Passage shown Start Marker

Rebecca Bingham says, "I like to play with my friends at recess, and I like to do stuff." But, she does have one thing most other kids don't. "I have one fake eye, and it's no big deal," Bingham says.

An 11-Year-Old Girl's Experience with Retinoblastoma

It looks and moves just like a regular eye. Rebecca had retinoblastoma, the same disease as Derek Fisher's daughter, Tatum. The Utah Jazz guard took time after Wednesday's game 2 to remind people of the dangers of the disease. "I want people out there to take their kids to the ophthalmologist, make sure they get their eyes checked and make sure everything's OK because we could have lost my little girl if we had waited any longer."

The disease is best described as tumors that grow behind the eye, but there are two kinds of retinoblastoma. "One is a genetic defect that can be in both eyes. The other one is just in one eye," explains American Cancer Society Communications Manager Scott Thompson. He says tumors become larger when they affect only one eye. He says two-thirds of all children with the disease did not get it from their parents. Very young children are most at risk.

Passage shown End Marker

Problems and tasks —
a: Answer these questions from the passage about retinoblastoma:
(i) What is the name of Derek Fisher's daughter?
(ii) Which team does Derek Fisher play guard for?
(iii) What fraction of children with the disease did not get it from their parents, according to Scott Thompson?
b: Retype the part of the passage about retinoblastoma that opens with the words containing "The disease is" and closes with "most at risk.".

Dataset records Start Marker

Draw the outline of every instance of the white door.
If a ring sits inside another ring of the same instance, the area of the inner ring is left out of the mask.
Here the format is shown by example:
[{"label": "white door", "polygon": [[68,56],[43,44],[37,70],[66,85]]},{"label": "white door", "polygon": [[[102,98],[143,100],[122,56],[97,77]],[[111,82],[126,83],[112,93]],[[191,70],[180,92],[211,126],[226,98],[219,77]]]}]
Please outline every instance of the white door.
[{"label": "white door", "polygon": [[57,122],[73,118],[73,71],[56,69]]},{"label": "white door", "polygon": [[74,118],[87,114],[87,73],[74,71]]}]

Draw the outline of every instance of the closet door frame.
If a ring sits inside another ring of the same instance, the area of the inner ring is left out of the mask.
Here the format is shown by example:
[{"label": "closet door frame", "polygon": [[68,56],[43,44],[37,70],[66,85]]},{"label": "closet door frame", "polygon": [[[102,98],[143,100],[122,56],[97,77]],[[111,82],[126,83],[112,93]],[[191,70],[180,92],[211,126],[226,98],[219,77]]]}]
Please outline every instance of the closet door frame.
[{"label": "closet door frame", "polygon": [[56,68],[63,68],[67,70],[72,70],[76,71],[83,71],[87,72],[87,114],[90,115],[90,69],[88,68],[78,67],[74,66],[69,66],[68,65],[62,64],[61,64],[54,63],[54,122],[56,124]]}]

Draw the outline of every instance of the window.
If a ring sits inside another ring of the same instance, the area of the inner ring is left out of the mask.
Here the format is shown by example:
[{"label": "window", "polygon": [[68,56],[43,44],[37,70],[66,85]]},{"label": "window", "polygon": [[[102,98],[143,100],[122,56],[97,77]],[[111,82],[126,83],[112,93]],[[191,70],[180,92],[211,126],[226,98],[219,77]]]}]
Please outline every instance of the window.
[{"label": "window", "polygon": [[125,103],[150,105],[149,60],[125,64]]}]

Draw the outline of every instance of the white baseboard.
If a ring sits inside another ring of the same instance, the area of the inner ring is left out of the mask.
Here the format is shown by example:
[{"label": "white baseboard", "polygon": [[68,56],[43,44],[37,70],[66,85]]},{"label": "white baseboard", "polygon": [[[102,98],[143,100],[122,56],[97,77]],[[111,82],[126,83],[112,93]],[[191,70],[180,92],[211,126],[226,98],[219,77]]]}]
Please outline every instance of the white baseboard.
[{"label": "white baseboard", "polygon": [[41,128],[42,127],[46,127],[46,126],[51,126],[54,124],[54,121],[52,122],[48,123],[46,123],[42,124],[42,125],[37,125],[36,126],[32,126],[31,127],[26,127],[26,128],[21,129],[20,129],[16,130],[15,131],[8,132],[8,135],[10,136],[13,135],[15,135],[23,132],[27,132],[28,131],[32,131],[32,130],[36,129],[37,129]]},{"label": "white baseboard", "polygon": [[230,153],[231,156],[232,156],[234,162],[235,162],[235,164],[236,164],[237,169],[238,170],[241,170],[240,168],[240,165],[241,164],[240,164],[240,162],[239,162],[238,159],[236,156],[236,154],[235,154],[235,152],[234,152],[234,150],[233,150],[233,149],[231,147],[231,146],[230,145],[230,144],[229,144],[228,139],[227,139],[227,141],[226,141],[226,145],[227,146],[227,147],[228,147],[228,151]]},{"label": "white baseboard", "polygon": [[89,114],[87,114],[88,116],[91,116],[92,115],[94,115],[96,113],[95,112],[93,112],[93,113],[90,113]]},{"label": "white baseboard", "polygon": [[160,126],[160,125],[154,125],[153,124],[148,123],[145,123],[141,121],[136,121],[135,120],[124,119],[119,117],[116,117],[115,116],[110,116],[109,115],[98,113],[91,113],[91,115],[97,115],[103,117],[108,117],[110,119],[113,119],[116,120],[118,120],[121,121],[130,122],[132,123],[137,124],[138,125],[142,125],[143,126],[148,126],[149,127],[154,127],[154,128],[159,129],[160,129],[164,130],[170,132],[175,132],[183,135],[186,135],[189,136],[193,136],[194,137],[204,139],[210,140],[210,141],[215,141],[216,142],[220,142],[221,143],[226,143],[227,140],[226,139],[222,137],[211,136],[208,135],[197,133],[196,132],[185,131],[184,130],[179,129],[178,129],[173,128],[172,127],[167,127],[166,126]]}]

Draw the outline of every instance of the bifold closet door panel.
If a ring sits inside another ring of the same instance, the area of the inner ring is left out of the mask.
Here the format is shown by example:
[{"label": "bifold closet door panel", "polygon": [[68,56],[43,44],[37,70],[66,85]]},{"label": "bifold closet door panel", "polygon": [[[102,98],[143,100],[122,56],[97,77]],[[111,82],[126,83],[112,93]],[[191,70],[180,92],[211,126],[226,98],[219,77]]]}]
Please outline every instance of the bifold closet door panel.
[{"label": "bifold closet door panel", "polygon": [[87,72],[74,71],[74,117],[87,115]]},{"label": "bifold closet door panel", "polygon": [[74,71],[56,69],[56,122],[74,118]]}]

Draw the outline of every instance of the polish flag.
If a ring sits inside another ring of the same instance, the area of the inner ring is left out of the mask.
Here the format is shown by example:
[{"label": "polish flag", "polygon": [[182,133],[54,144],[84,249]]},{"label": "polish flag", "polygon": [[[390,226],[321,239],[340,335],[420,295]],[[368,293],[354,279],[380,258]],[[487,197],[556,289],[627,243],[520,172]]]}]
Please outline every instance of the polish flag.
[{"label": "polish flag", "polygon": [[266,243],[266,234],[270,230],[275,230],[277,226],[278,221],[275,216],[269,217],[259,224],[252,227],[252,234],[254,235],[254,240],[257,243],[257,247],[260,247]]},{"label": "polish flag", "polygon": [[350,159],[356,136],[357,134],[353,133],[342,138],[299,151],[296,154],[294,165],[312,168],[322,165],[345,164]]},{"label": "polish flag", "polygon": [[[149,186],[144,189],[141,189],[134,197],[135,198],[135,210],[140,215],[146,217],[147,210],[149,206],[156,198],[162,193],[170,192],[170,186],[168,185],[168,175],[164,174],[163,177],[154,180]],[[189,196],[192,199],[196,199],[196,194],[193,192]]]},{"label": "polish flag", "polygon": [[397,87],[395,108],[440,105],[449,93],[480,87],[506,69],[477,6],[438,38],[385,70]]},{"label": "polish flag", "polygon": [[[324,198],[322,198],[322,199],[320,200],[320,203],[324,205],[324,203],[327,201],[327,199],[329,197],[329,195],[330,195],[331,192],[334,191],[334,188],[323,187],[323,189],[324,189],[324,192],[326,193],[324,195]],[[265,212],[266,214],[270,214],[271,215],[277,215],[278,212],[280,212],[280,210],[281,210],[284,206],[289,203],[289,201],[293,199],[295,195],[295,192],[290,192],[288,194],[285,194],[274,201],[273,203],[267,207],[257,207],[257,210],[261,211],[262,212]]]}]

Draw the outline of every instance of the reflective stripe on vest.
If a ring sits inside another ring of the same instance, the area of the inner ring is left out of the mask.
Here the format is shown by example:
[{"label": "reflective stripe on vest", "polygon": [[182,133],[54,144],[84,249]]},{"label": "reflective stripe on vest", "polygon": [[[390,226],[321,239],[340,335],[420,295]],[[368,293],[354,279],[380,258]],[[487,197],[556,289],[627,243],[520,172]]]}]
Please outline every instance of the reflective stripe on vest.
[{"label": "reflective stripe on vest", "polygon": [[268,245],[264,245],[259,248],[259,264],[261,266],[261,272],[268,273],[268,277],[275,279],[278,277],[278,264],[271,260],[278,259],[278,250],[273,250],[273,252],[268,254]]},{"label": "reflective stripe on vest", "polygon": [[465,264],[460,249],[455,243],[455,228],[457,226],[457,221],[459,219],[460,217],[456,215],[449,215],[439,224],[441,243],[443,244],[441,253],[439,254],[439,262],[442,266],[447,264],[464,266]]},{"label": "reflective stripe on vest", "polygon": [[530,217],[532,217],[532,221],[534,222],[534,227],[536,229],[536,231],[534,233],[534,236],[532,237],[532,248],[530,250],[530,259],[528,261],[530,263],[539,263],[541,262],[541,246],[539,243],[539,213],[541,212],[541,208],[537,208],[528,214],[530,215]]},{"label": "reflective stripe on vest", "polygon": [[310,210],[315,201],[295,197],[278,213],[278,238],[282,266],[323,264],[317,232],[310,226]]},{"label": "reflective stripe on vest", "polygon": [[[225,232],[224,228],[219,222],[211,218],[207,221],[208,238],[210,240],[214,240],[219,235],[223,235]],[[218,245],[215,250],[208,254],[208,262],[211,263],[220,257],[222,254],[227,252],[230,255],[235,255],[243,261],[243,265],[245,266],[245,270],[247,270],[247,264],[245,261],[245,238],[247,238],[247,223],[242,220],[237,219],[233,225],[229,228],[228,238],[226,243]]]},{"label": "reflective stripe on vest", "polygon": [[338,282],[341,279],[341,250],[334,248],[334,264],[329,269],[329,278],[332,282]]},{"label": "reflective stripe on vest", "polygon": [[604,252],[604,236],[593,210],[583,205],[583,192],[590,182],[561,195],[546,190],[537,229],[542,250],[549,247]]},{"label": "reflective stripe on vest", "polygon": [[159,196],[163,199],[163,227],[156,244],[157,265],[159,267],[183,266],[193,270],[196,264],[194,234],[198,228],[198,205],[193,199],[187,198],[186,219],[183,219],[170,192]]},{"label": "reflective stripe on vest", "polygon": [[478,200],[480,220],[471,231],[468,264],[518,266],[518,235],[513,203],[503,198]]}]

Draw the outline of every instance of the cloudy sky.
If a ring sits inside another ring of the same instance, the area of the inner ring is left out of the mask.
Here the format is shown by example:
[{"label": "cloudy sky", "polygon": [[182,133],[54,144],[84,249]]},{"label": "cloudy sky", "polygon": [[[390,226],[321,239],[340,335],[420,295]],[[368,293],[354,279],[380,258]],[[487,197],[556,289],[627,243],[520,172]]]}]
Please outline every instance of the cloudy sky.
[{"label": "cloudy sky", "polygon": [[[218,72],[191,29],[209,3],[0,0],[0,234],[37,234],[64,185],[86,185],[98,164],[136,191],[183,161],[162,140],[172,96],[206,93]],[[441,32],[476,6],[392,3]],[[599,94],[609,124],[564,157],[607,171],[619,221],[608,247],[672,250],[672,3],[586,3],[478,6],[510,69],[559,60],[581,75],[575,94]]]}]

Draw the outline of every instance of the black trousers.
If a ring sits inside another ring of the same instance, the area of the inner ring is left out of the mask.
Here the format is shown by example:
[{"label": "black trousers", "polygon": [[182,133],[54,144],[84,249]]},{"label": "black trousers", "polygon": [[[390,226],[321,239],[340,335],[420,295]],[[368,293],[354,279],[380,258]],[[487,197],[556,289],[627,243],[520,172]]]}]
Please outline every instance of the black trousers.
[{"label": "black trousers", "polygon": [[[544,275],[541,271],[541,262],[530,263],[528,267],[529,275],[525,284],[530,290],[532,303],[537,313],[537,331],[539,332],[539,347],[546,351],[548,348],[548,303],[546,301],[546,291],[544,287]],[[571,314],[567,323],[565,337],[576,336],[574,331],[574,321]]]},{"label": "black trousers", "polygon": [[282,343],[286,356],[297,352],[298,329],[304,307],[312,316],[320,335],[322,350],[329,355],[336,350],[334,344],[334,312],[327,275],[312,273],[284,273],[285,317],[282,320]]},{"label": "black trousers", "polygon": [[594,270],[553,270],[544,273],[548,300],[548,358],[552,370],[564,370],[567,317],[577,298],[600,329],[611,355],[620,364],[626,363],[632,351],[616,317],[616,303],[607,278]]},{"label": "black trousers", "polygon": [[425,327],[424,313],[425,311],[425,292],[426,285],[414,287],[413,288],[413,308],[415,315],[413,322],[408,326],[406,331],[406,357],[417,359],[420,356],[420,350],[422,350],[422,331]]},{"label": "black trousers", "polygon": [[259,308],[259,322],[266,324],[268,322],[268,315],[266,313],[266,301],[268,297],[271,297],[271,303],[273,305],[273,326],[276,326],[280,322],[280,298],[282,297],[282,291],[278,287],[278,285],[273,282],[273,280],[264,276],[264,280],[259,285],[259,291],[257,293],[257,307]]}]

Dataset records End Marker

Solutions to the problems —
a:
(i) Tatum
(ii) The Utah Jazz
(iii) Two-thirds

b:
The disease is best described as tumors that grow behind the eye, but there are two kinds of retinoblastoma. "One is a genetic defect that can be in both eyes. The other one is just in one eye," explains American Cancer Society Communications Manager Scott Thompson. He says tumors become larger when they affect only one eye. He says two-thirds of all children with the disease did not get it from their parents. Very young children are most at risk.